### Task details
Copy out each of the rows below, substituting "write down" for every occurrence of "record" and leaving all other wording unchanged.

### Data for this exercise
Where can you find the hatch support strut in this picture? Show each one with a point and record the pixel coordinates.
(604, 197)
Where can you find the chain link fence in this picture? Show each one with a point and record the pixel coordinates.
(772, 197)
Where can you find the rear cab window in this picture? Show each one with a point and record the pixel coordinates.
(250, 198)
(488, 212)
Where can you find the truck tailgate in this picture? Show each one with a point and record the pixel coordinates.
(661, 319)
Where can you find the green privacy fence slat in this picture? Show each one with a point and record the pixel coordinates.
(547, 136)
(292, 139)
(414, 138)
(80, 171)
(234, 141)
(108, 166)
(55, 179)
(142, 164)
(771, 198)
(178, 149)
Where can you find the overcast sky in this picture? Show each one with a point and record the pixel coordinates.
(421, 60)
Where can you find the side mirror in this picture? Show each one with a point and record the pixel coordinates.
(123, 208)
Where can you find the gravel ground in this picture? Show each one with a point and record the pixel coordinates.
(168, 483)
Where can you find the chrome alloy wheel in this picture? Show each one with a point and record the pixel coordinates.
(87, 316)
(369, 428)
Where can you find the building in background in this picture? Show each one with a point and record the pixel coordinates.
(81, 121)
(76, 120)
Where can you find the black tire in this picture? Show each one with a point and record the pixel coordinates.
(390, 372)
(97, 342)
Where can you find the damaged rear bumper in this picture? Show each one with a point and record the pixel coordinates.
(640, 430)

### Complete output
Where can you find the hatch support strut in this picture? Show each one with a point and write down the pixel coordinates.
(604, 197)
Where can you find the chain link fence in this picture? Show each one with a point and write down the pixel coordinates.
(772, 197)
Where can you find the rear cab window in this picture? Show each one with a point and write down the pixel coordinates.
(250, 198)
(488, 212)
Where can you find the truck tailgate in this picture? Show each one with a point and write down the pixel coordinates.
(661, 319)
Where can you find the green privacy fence slat in this picture? Show each one with a point and write down the pixel coordinates.
(547, 136)
(292, 139)
(414, 138)
(80, 171)
(234, 141)
(108, 166)
(55, 179)
(142, 164)
(771, 198)
(178, 149)
Where can you find the overcast sky in this picture? Show each one with a point and write down the pixel coordinates.
(421, 60)
Where can you find the side mirror in this picture? Show each one with a point and write down the pixel coordinates.
(123, 208)
Where can you find the gravel ground in this picture? Show each one with a point and write down the pixel coordinates.
(168, 483)
Where can you find the chrome alloy wheel in this picture? Show each one with a point and write down the pixel coordinates.
(87, 316)
(369, 428)
Where can you find the building in background in this picture? Show each one with a point and write down the pixel coordinates.
(81, 121)
(76, 120)
Where can you find the black tire in this picture? Show each one with a point and write down the pixel coordinates.
(390, 372)
(97, 342)
Where can you find the damaged rear bumper in this picture? Show each one with a point and write down the pixel coordinates.
(640, 430)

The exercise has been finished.